DOCUMENT SECTION.
To be fair, "Kommandant Schultz" starts with a typically plausible, real-world (as opposed to the Fascist Funhouse Third Reich of the farcical "Hogan's Heroes") premise you would expect from a Laurence Marks script: Underground agent "Hercules" (Eric Morris) enters Stalag 13 with a brick of zinc oxide, which contains uranium necessary in the construction of atomic bombs, and the knowledge of 22 locations containing zinc oxide deposits that he needs to get to London.
That's right up the alley of the Heroes, the intelligence and sabotage unit under Colonel Hogan operating covertly from the prisoner-of-war camp, although weather delays will prevent the dispatching of an airplane to fetch him for a couple of days, a typically plausible complication, meaning Hercules will need to sit tight until his ride can arrive.
Then General Burkhalter arrives with orders that require the senior non-commissioned officer at every military establishment on the home front, including the Luft-Stalags under Burkhalter's aegis, to assume temporary command in a training exercise authorized by Adolf Hitler. That means, to camp commandant Colonel Klink's chagrin, that Sergeant of the Guard Schultz is to command Stalag 13, with Klink strictly in an advisory capacity.

WORK REQUEST 1. Reproduce the passage of the episode summary from "That's right up" down to "ride can arrive.".
WORK REQUEST 2.
Answer these questions using the episode summary:
(a) What does Hercules bring with him when he enters Stalag 13?
(b) What prevents an airplane from being sent to fetch Hercules for a couple of days?
(c) Who is to command Stalag 13 during the training exercise?

THE DATA.
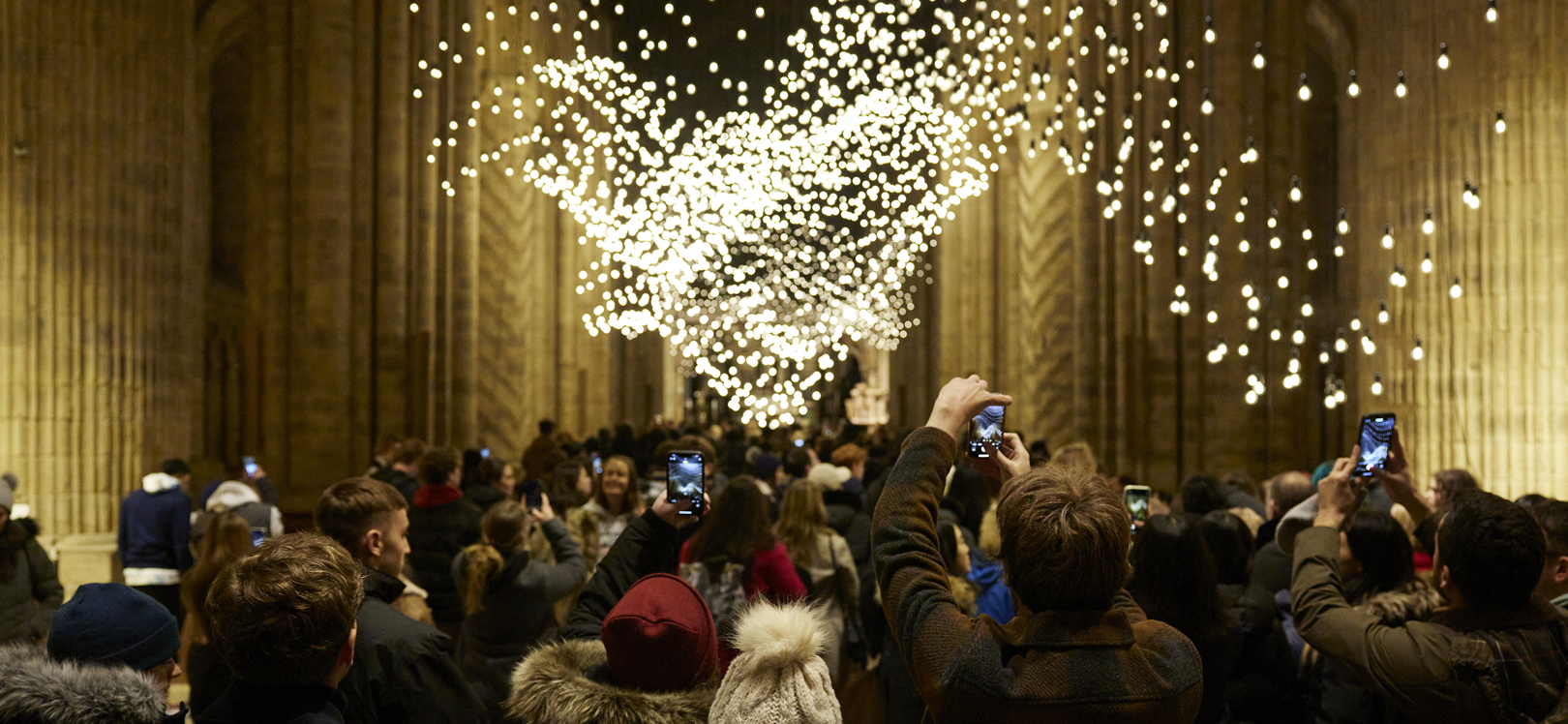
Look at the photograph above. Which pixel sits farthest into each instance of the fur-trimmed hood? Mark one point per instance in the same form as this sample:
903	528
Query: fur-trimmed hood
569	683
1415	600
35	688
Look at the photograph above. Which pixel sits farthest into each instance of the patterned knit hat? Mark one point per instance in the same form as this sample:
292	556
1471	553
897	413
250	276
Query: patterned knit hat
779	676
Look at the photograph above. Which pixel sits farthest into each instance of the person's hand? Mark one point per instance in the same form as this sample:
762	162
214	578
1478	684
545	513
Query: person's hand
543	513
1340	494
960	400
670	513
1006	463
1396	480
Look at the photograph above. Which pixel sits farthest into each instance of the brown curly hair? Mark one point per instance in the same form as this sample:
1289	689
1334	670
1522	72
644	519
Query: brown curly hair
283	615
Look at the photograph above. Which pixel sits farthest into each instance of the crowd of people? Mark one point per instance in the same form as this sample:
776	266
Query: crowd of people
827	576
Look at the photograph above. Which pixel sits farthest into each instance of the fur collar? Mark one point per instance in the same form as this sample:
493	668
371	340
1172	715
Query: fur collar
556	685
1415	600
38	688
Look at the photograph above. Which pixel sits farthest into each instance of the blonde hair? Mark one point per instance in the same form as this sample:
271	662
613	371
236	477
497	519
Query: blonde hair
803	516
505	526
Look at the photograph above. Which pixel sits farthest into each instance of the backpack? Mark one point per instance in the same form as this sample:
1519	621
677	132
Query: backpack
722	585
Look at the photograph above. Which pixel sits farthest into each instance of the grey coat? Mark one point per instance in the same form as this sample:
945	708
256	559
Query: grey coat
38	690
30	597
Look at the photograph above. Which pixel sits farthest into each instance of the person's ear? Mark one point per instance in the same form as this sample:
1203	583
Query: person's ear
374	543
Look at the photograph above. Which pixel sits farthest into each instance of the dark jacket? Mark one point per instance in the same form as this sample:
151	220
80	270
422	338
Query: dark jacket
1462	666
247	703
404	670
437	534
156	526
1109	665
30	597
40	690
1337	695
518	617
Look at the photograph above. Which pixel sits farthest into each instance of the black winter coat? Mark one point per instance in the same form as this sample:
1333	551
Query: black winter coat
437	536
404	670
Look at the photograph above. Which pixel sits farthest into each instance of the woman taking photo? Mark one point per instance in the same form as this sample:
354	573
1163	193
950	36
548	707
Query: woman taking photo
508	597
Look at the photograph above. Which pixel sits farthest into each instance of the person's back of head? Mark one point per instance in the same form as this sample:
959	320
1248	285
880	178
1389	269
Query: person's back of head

WRITTEN REPLY 1.
That's right up the alley of the Heroes, the intelligence and sabotage unit under Colonel Hogan operating covertly from the prisoner-of-war camp, although weather delays will prevent the dispatching of an airplane to fetch him for a couple of days, a typically plausible complication, meaning Hercules will need to sit tight until his ride can arrive.

WRITTEN REPLY 2.
(a) A brick of zinc oxide, which contains uranium.
(b) Weather delays.
(c) Sergeant of the Guard Schultz.